SHORT EXERCISE:
Copy out each of the following lines without changing anything.

Object detection data:
——

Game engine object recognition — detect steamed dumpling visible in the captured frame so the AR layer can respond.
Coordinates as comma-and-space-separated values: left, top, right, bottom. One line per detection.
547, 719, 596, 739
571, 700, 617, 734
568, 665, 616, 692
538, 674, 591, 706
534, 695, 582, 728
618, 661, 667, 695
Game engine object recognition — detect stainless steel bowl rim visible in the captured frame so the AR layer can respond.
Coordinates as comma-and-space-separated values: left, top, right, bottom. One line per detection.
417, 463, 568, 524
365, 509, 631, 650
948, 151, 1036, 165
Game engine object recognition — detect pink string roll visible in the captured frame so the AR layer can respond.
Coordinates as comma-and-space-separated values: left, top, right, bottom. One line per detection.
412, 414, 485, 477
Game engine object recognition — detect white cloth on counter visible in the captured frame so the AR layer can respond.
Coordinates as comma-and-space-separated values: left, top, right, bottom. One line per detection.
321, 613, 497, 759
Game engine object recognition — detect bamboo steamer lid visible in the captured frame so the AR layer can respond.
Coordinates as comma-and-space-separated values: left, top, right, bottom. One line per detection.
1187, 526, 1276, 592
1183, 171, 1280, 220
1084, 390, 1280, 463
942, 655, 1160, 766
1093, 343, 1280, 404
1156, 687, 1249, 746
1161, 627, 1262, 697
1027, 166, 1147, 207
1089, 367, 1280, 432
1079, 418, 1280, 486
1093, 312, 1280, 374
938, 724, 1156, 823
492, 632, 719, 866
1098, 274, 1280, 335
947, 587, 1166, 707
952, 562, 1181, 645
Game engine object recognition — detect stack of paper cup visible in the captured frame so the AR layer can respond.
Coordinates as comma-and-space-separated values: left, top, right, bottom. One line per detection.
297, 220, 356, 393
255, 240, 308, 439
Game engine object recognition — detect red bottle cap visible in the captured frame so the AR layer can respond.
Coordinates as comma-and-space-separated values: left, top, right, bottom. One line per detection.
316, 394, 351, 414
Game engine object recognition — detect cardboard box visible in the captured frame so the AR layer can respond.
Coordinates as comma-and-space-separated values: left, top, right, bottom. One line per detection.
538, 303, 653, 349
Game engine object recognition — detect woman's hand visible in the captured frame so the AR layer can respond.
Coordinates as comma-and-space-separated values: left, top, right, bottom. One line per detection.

——

RESPONSE TO THIS EXERCISE:
Game engine object recognition — detect steamed dumpling visible in the captured frame so the AR layer can respond.
Coordinates as comma-and-space-separated values: left, top, right, bottom. One line per detection.
547, 719, 596, 739
571, 700, 617, 734
568, 665, 616, 692
538, 674, 591, 706
534, 695, 582, 728
618, 661, 667, 695
Game engine object recognition — detect stainless steel bowl rim visible in the captured frame so the AR layer can respond.
Coordinates as comma-and-space-separated values: left, top, right, bottom. One line per detection.
417, 463, 568, 524
365, 509, 631, 650
948, 151, 1036, 165
Game engine object recognition — detect pink string roll visible in the captured frame so the AR layer can respond.
Coordinates as comma-and-space-separated values: left, top, right, bottom. One line per detection.
412, 414, 485, 477
Game engine object recognition — detect white cloth on counter visible in the captured frame so the AR layer can respond.
Coordinates as comma-and-space-separated values: left, top, right, bottom. One line per detection.
321, 613, 497, 759
Game engine object recognition — detect bamboo steamer lid visible in the captured frame so the AR layer can respond.
Coordinates as comma-and-space-separated values: left, top, right, bottom. One line per detection.
1187, 526, 1276, 592
1183, 171, 1280, 220
1084, 390, 1280, 463
942, 655, 1160, 766
1093, 343, 1280, 404
1156, 687, 1249, 746
1161, 627, 1262, 697
1027, 166, 1147, 207
1089, 367, 1280, 432
1079, 418, 1280, 486
1093, 312, 1280, 374
938, 724, 1156, 823
492, 632, 719, 866
1098, 274, 1280, 335
947, 587, 1166, 707
952, 562, 1181, 645
Game engine object recognition — detect stack of paper cup visible in the captured frame so the AR layer can respond.
Coordinates as comma-and-space-separated values: left, top, right, bottom. One line per detection.
297, 220, 356, 393
255, 240, 308, 439
Game engine object recognition — detect red bottle cap visible in the captured frame so the AR layer can respond.
Coordinates as comma-and-space-separated values: left, top, right, bottom. One line per detection.
316, 394, 351, 414
Game engine object recognition — detect cardboard box visible in the captured frame so the AR layer can respond.
Coordinates as comma-and-space-separated values: left, top, right, bottom. One line per detection.
538, 303, 653, 349
Game engine object recognition — detect woman's hand visible in the captured frame so the AR layer can respond.
Coordinates as comma-and-space-separated values: left, top, right, bottom. One line per detection.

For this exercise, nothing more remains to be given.